Problem requirements: Reproduce every one of the records below word for word. Omit the pictures from your answer.

(Records)
== == ==
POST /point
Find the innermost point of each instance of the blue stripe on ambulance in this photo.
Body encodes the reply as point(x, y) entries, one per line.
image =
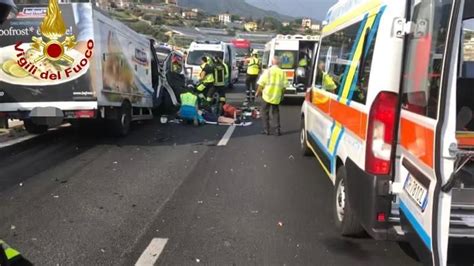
point(416, 225)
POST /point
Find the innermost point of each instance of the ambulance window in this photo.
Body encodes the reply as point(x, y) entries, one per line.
point(287, 58)
point(468, 49)
point(335, 57)
point(422, 77)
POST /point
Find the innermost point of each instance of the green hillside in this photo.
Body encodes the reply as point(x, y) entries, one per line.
point(236, 7)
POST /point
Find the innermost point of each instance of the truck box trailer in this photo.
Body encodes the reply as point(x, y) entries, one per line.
point(71, 62)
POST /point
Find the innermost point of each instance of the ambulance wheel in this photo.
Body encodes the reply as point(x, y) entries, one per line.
point(33, 128)
point(120, 126)
point(303, 141)
point(344, 217)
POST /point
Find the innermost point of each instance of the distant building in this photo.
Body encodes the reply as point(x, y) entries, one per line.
point(306, 23)
point(189, 14)
point(251, 26)
point(225, 18)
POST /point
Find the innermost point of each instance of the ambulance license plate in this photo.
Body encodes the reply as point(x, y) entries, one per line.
point(416, 191)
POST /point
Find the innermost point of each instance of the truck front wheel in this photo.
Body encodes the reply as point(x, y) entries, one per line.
point(120, 126)
point(33, 128)
point(345, 219)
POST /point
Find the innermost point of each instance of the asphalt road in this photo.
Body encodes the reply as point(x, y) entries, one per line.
point(87, 199)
== == ==
Complete answer:
POST /point
Find the innermost point of each instance of the blue stripe on ambulance in this photo.
Body encodes the reply as point(x, y) entries, one per line.
image =
point(416, 225)
POST /point
Find the innermost point of each instance of the ambulance window in this photo.
Body encodes the reply as point(x, y) entries, one per line.
point(287, 58)
point(468, 49)
point(335, 57)
point(422, 77)
POST /point
Find the innermost point of each instance of the green hillside in this photo.
Body encodes the reply as point(x, y) entries, one per line.
point(236, 7)
POST /point
Find the innermost point of each instance of the truck box trailer in this photo.
Body encodes the reply as point(x, y) entries, one per line.
point(71, 62)
POST /point
Find the innermost point of each instance of the ambulance wheel in this photo.
Body encodes the reply as point(x, y) entries, one per line.
point(33, 128)
point(120, 126)
point(303, 141)
point(344, 217)
POST /point
Find the innermost point of each instance of the distant building in this photo.
Body encodes the reply as point(x, y) entries, one per line.
point(306, 23)
point(189, 14)
point(251, 26)
point(225, 18)
POST /point
Find the innermost point of each instance of the ambulance license plate in this photo.
Body encodes the reply as point(x, y) entries, one per line.
point(416, 191)
POST /point
Find the innermost point of each instance of the truck front wheel in this photo.
Body encodes the reply as point(x, y) entries, one per line.
point(120, 126)
point(33, 128)
point(345, 219)
POST /point
Find the innermost point of each instance of the asphalt road in this photo.
Body encodes the reply as point(x, y) entries, one per line.
point(87, 199)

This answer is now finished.